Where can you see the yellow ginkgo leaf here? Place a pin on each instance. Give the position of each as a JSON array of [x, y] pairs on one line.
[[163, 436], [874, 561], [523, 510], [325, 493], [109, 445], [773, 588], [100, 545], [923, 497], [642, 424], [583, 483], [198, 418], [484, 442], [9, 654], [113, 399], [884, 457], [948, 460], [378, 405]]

◆ ◆ ◆ ◆ ◆

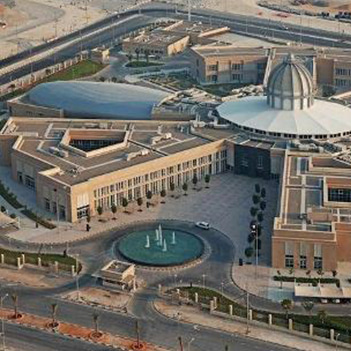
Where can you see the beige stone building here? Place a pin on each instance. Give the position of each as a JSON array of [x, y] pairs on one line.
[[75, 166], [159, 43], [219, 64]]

◆ ◆ ◆ ◆ ◆

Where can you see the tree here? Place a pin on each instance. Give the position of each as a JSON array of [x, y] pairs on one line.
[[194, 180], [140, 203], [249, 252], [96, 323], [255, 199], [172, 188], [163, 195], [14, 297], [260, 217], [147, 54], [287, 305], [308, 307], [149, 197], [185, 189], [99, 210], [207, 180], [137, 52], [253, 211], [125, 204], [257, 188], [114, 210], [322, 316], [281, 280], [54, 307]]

◆ ◆ ◆ ◆ ◆

Reproduce, word for word, the lines of data from the one containing "Where can you see the beige" through the one containing "[[75, 166], [159, 43], [219, 64]]", with both of those lines included.

Where can you see the beige stone building here? Place a pin on each instance. Give the position of each as a JSON array of [x, y] pairs on one line.
[[75, 166], [159, 43], [219, 64]]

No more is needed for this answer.